The task
Convert the data below, from the line containing "chicken? Indicate one point per instance." through the end, into a Markdown table. Use two columns, Row and Line: number each line in the Row column, put the line itself in the Line column, and leave out blank lines.
-- START Raw records --
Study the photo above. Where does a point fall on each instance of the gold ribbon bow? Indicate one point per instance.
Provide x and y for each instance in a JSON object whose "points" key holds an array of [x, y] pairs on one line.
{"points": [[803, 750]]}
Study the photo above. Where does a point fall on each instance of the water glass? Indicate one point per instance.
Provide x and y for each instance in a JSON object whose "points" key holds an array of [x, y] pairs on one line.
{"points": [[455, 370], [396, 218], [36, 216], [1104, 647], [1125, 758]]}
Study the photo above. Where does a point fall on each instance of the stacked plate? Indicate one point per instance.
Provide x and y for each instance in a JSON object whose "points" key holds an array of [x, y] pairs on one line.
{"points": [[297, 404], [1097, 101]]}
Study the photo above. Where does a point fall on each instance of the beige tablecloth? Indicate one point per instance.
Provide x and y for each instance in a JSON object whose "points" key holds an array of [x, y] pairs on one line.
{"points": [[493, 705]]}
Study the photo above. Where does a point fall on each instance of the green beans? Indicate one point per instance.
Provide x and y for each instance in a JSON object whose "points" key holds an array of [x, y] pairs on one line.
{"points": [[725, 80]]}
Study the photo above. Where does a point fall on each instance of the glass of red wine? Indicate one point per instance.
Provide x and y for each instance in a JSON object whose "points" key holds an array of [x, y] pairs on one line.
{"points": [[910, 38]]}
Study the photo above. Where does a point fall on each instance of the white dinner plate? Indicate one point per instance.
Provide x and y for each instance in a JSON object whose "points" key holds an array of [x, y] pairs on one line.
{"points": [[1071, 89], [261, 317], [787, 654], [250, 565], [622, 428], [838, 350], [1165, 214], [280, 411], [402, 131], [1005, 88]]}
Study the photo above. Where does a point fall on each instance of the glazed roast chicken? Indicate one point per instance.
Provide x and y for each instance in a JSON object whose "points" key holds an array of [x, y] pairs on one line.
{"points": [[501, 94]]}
-- END Raw records --
Answer to the problem
| Row | Line |
|---|---|
| 1 | Study the photo above. Where does a point fall on each instance of the glazed roast chicken? Indicate one point per instance. |
| 2 | Provide x and y for each instance in a JSON object whose "points" key holds an array of [x, y] pairs on one line. |
| 3 | {"points": [[501, 94]]} |